▶ _Directions for this task_
Find every line containing the word "spectator" in the records below; report only how many there are.

▶ _Given information_

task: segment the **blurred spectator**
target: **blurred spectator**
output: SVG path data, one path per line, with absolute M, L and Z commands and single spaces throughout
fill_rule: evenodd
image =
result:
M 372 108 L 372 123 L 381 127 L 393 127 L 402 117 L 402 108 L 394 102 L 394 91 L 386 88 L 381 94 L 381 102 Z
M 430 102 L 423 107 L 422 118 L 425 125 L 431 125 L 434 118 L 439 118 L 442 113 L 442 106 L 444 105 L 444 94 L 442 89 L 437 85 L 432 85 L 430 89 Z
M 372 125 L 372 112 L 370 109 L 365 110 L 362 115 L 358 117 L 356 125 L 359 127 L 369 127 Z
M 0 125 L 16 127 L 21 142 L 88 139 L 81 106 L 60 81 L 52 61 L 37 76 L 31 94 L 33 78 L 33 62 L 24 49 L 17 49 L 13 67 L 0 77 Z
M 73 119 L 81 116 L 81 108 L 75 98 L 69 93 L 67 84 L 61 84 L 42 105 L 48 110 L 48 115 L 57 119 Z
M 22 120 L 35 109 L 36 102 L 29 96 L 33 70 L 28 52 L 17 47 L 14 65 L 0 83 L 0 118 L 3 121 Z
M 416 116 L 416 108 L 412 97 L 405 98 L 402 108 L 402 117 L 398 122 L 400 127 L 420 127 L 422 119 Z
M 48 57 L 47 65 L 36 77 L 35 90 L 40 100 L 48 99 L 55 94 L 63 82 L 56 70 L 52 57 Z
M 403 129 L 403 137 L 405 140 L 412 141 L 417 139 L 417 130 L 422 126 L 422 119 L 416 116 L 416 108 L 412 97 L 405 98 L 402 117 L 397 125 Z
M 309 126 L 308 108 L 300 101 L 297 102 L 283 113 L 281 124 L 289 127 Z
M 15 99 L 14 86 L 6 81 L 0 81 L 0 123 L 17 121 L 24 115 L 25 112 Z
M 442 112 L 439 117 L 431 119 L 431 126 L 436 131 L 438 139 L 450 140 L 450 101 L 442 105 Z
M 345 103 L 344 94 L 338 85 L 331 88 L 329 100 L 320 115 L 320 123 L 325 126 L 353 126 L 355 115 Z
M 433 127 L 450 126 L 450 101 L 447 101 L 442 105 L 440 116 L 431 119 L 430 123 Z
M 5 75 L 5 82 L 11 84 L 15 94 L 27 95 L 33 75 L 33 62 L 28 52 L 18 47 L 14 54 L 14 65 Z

▶ _Exercise result_
2